━━━━━ Material
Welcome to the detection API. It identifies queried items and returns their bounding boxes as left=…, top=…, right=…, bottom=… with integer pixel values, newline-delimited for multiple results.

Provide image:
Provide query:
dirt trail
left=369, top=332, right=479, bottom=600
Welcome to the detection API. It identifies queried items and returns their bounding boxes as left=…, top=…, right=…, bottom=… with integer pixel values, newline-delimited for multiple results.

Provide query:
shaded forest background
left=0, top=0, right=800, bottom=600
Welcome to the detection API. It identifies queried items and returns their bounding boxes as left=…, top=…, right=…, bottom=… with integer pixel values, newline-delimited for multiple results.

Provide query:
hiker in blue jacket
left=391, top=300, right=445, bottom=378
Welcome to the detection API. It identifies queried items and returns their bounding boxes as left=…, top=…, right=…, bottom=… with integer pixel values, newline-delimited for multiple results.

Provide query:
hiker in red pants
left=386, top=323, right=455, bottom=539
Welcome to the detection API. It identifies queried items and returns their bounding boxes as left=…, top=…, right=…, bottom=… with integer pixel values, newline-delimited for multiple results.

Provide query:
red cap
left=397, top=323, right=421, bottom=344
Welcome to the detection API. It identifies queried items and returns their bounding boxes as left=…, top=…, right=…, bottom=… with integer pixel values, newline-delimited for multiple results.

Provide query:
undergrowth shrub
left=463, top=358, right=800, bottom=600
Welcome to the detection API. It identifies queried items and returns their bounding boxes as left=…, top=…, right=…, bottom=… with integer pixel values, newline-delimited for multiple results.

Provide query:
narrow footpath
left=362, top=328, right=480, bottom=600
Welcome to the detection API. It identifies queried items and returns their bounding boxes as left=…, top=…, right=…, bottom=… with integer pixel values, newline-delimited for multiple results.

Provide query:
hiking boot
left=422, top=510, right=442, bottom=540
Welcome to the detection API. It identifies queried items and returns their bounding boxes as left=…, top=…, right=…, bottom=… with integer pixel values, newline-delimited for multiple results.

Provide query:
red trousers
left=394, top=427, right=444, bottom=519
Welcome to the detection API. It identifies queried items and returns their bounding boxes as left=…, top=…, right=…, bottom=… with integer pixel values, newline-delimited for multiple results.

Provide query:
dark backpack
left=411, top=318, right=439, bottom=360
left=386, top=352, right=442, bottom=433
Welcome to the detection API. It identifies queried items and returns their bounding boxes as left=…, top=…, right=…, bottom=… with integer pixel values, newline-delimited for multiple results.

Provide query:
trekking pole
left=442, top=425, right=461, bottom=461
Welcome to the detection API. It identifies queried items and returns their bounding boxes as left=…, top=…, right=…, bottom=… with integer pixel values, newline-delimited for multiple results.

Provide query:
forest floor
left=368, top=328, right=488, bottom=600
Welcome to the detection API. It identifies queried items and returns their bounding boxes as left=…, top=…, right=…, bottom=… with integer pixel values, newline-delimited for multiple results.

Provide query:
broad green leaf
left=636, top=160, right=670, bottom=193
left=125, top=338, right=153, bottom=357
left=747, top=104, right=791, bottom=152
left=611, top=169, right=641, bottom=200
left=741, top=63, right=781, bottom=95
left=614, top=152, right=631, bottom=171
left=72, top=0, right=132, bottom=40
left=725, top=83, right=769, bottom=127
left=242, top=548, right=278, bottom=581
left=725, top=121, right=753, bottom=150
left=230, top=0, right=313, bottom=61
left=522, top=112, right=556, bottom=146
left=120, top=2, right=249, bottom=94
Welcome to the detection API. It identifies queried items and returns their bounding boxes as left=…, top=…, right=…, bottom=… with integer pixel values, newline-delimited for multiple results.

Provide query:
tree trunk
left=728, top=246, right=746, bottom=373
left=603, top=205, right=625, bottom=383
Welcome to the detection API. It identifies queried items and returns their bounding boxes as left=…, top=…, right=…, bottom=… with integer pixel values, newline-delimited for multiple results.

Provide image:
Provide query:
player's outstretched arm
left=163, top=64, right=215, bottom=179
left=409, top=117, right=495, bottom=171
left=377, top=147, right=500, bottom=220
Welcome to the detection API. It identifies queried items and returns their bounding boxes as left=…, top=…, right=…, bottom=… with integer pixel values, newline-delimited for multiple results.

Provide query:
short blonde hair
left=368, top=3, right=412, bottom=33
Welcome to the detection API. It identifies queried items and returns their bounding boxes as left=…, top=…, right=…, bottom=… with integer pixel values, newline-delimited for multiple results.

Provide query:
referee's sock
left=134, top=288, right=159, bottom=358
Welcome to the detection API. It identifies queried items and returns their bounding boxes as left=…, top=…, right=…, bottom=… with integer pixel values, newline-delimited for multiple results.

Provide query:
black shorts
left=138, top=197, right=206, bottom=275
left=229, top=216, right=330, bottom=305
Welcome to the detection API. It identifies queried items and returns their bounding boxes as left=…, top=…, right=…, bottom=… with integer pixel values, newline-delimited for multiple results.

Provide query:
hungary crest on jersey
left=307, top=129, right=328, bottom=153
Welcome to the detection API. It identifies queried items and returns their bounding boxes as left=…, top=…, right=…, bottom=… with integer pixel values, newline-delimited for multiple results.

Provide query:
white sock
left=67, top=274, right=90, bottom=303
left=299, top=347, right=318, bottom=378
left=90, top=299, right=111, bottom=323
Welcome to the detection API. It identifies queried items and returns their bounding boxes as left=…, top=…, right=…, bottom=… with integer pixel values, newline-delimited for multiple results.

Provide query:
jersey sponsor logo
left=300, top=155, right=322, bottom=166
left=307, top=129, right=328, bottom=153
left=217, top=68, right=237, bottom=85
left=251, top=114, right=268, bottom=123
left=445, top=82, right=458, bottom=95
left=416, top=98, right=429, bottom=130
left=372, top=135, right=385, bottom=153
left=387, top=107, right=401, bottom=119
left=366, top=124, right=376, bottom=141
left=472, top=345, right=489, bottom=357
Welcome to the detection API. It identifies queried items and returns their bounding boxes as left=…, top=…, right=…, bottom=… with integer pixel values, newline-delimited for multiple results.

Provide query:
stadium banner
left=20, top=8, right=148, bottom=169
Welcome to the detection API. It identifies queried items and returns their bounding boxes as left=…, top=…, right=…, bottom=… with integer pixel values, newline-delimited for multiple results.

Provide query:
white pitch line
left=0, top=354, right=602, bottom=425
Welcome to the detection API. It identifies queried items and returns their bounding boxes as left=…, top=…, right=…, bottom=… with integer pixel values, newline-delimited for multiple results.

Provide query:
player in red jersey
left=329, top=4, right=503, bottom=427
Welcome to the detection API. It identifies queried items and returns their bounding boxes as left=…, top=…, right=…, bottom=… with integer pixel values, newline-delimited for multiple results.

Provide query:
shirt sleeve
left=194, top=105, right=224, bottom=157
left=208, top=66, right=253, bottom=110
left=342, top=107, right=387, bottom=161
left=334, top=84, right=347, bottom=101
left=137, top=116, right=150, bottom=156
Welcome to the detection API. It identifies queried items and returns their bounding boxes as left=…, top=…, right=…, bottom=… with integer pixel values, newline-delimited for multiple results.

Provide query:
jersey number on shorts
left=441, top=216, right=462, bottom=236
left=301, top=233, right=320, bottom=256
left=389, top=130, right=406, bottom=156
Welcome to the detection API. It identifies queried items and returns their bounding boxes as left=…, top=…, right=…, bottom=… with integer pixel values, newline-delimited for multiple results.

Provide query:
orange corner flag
━━━━━━━━━━
◆ **Required work**:
List each line of the listing above that contains the string "jersey", copying every such line in full. Case counts, so a line matches only when the letters have the same case.

◆ **In response**:
hungary crest on jersey
jersey sponsor logo
player in red jersey
jersey number on shorts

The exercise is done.